=== Source ===

So we'd have the following chunks of code (lets say sections):

1) U-Boot only
2) Monitor (or UEFI) only
3) Shared code between 1 and 2.

... then memcpy (3) to two places, one for (1) and one for (2)?

On the surface that seems plausible, but what happens if we have the 
following main chunks of code:

1) U-Boot
2) Monitor
3) UEFI
4) Something else.

Now we either have a relatively large and bloated dumping ground for all 
common code:

5) Common code, which gets copied 4 other places, and contains many 
functions some of the copy targets don't need.

... or many combinations:

5) Code shared between 1, 2, 3, 4
6) Code shared between 1, 2, 3
7) Code shared between 1, 2, 4
8) Code shared between 1, 3, 4
...

Or a per-function section and the relocator iterates over each 
per-function section separately, and works out which of 1..4 it gets 
copied into.

None of those options seem very tractable once you get more than a 
couple of potential copy destinations.

Building each binary separately means the linker works out which 
functions to add to each binary at compile time, so saves complexity or 
manual management of function sections, and saves runtime work.

===

• What is asked
a – Reproduce the U-Boot post from "On the surface" up to and including "targets don't need.", switching "dumping ground" to "catch-all".
b – In the U-Boot post, when does the linker work out which functions to add to each binary if each binary is built separately?
Rely only on the U-Boot post for what follows.

=== Data section ===

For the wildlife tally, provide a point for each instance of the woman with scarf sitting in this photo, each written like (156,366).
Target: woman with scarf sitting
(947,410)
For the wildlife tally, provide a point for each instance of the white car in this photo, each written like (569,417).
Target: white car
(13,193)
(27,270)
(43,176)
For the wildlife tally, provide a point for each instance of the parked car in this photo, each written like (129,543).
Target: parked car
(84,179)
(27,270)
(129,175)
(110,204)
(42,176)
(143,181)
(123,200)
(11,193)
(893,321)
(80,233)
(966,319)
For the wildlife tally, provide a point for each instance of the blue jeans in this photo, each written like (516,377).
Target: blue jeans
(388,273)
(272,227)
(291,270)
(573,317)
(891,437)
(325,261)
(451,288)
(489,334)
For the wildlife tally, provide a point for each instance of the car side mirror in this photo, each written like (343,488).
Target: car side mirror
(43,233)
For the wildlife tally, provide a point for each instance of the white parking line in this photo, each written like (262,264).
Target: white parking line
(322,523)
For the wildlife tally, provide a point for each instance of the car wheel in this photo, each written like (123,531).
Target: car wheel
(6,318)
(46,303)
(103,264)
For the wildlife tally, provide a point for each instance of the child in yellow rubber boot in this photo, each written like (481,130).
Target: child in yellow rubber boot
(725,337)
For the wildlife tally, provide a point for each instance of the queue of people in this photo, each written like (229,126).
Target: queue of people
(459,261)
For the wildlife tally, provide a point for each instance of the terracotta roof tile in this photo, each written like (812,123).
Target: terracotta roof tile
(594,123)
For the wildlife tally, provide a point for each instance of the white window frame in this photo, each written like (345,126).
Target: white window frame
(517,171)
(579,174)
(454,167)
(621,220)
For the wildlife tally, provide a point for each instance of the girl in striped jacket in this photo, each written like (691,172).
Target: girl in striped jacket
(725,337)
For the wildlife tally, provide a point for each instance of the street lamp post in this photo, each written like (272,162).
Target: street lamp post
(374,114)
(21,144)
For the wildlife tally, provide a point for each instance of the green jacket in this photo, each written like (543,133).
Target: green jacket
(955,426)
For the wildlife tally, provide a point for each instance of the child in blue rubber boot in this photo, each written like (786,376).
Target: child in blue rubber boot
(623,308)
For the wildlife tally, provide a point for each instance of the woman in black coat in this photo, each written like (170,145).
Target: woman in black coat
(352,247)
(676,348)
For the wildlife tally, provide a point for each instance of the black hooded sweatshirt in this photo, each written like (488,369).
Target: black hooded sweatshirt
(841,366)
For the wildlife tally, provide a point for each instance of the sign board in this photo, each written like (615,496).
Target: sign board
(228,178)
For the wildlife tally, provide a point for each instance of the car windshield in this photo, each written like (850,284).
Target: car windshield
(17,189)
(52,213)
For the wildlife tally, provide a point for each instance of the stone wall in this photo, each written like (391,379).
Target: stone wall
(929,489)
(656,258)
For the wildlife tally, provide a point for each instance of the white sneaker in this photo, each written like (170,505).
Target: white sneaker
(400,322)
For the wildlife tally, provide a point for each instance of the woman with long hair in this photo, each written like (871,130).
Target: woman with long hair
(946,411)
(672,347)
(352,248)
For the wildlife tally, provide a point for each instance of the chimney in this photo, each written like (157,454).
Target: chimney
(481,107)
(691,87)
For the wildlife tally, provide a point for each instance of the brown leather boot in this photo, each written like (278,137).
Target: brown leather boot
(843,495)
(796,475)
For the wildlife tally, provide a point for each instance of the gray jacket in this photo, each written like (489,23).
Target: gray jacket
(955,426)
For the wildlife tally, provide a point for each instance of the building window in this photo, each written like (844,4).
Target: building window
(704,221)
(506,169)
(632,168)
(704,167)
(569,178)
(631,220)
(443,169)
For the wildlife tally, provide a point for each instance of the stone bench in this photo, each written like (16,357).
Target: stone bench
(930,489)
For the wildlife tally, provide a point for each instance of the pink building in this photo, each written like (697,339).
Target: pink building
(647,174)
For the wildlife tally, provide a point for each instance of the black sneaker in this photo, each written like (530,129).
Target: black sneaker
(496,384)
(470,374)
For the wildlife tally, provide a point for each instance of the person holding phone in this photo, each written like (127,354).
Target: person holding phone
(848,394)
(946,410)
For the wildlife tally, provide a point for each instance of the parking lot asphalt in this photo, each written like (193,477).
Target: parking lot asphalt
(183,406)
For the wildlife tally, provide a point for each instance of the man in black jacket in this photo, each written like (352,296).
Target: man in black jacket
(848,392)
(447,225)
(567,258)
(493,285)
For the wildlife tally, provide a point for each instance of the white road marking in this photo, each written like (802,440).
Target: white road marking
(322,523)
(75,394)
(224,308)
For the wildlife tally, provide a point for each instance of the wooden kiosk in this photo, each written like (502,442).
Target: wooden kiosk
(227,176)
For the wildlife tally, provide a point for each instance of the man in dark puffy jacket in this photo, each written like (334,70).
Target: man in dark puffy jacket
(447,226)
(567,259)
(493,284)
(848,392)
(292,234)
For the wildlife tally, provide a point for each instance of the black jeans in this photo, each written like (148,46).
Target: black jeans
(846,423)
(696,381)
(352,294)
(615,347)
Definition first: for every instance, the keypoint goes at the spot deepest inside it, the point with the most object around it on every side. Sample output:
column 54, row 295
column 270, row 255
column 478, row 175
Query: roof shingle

===

• Answers given
a –
On the surface that seems plausible, but what happens if we have the 
following main chunks of code:

1) U-Boot
2) Monitor
3) UEFI
4) Something else.

Now we either have a relatively large and bloated catch-all for all 
common code:

5) Common code, which gets copied 4 other places, and contains many 
functions some of the copy targets don't need.

b – At compile time.